(Entries from a pointing dataset)
========================================================================
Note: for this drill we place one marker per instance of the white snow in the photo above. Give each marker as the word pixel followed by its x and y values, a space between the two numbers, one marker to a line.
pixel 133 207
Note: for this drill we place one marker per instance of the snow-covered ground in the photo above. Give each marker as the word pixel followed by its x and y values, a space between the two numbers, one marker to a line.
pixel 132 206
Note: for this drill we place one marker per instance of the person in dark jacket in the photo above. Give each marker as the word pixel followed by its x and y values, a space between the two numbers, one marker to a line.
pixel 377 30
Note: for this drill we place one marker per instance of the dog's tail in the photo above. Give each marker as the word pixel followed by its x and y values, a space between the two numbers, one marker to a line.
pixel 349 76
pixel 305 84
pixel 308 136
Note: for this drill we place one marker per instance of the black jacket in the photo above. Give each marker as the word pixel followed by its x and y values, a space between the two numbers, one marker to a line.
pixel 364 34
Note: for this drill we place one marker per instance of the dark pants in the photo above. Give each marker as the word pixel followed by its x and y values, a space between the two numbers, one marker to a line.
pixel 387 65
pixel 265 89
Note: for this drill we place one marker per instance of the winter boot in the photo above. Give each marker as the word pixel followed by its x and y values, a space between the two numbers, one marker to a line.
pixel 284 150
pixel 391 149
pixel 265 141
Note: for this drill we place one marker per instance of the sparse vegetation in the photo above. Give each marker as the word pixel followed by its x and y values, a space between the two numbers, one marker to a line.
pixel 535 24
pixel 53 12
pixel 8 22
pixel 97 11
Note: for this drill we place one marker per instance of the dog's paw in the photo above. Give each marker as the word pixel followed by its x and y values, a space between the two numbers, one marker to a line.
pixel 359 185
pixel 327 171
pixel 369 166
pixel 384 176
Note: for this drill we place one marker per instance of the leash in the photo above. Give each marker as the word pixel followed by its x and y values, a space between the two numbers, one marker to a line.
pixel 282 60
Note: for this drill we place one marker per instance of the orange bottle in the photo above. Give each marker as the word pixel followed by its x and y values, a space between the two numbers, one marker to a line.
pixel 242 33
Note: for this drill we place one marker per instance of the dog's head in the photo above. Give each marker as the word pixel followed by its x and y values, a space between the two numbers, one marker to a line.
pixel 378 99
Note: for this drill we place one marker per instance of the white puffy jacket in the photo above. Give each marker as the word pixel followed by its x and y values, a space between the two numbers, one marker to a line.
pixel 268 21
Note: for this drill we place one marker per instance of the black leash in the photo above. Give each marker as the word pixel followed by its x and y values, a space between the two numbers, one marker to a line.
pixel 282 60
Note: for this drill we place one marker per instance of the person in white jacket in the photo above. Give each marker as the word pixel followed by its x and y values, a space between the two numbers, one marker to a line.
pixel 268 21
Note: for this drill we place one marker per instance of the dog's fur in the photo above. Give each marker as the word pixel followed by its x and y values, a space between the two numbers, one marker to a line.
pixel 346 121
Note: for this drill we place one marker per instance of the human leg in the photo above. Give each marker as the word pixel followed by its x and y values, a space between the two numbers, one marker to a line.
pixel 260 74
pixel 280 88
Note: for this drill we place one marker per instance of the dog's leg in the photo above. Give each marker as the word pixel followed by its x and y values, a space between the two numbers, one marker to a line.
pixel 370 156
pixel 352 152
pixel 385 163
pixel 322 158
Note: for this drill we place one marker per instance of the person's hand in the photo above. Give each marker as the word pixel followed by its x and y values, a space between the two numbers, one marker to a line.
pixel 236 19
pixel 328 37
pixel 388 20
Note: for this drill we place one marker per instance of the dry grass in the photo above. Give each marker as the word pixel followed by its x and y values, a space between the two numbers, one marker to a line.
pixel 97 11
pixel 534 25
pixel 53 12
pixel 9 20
========================================================================
Directions :: Give the lines of the records above as a JSON list of strings, one string per line, leaving out any blank lines.

Result of this task ::
[
  "Note: for this drill we place one marker per instance of the white snow in the photo above. Give each marker as the word pixel followed by its x and y values, a space between the two numbers, one marker to a line.",
  "pixel 133 207",
  "Note: for this drill we place one marker per instance of the snow-covered ground in the photo above. Give each marker as the word pixel followed by its x and y values, a space between the two numbers, one marker to a line.",
  "pixel 132 206",
  "Note: for this drill we place one marker per instance of the person in dark jacket in the photo above. Give each marker as the word pixel followed by its x and y values, a space between the two numbers, one marker to a line.",
  "pixel 377 30",
  "Note: for this drill we place one marker per instance of the dog's tail in the photo above. Give each marker as the word pixel followed by its x and y values, a space between the two numbers, one marker to a line.",
  "pixel 349 76",
  "pixel 305 84",
  "pixel 308 136",
  "Note: for this drill we place one marker per instance of the black jacket in the photo above. Give each marker as the word pixel followed by its x and y values, a space between the two numbers, one marker to a line.",
  "pixel 364 34",
  "Note: for this drill we place one marker per instance of the dark pants in the photo above. Give each marker as the word pixel followed by its x and y values, a space between the two numbers, one marker to a line.",
  "pixel 387 65",
  "pixel 265 89",
  "Note: for this drill we place one marker per instance of the winter boot in the photo above. Give each marker as the word pixel followed by its x and y values, a space between the two numbers, one marker to a line.",
  "pixel 284 150",
  "pixel 391 149",
  "pixel 265 141",
  "Note: for this drill we place one marker per instance of the sparse vegetation in the photo above. Give each marker as the word pixel followed by its x and y values, a space between the two numbers, one marker to a line.",
  "pixel 535 24",
  "pixel 53 12",
  "pixel 8 22",
  "pixel 97 11",
  "Note: for this drill we place one marker per instance of the dog's paw in the photo above. Give each marker as the word pixel followed by its x and y values, a space between the two numbers, one marker to a line.",
  "pixel 359 185",
  "pixel 327 171",
  "pixel 369 166",
  "pixel 384 176",
  "Note: for this drill we place one marker per instance of the leash in the photo above. Give each marker as the word pixel followed by its x and y values, a space between the two numbers, one marker to a line.",
  "pixel 282 60",
  "Note: for this drill we place one marker per instance of the orange bottle in the photo above. Give each marker as the word pixel followed by its x and y values, a space between the two numbers, one marker to a line.",
  "pixel 242 33",
  "Note: for this drill we place one marker per instance of the dog's head in the photo above. Give each marker as the word pixel followed by its x and y values, a space between the two numbers, one marker to a line.",
  "pixel 378 99",
  "Note: for this drill we place one marker per instance of the white puffy jacket in the photo above. Give each marker as the word pixel followed by its x and y values, a space between the two numbers, one marker to a line.",
  "pixel 268 21",
  "Note: for this drill we place one marker per instance of the black leash in the photo above. Give each marker as the word pixel followed by its x and y values, a space between the two numbers, one marker to a line.",
  "pixel 282 60",
  "Note: for this drill we place one marker per instance of the person in white jacket in the photo above. Give each marker as the word pixel followed by its x and y values, a space between the two numbers, one marker to a line.",
  "pixel 268 21",
  "Note: for this drill we place one marker per instance of the dog's fur in the photo above. Give each marker as the word pixel followed by its x and y values, a space between the two numbers, one marker to a line.",
  "pixel 346 121",
  "Note: for this drill we place one marker per instance of the human leg in the photo above. Give each marker as the word pixel followed by its x and y values, a space between the two numbers, one marker to a line.",
  "pixel 260 74",
  "pixel 280 88",
  "Note: for this drill we place one marker per instance of the dog's leg in the photo above. Give each marker as the word pixel followed by its x and y values, a space between the two numbers, one marker to a line.",
  "pixel 370 156",
  "pixel 352 152",
  "pixel 385 163",
  "pixel 322 158",
  "Note: for this drill we place one marker per instance of the person's hand in the photo above. Give each marker as the word pixel followed by its x and y values, a space between the two numbers, one marker to a line.",
  "pixel 236 19",
  "pixel 328 37",
  "pixel 388 20",
  "Note: for this drill we place one marker per instance of the dry grass in the photo above. Give each marker as the word pixel followed by its x and y values, a space between the two numbers, one marker to a line.",
  "pixel 97 11",
  "pixel 534 25",
  "pixel 53 12",
  "pixel 9 20"
]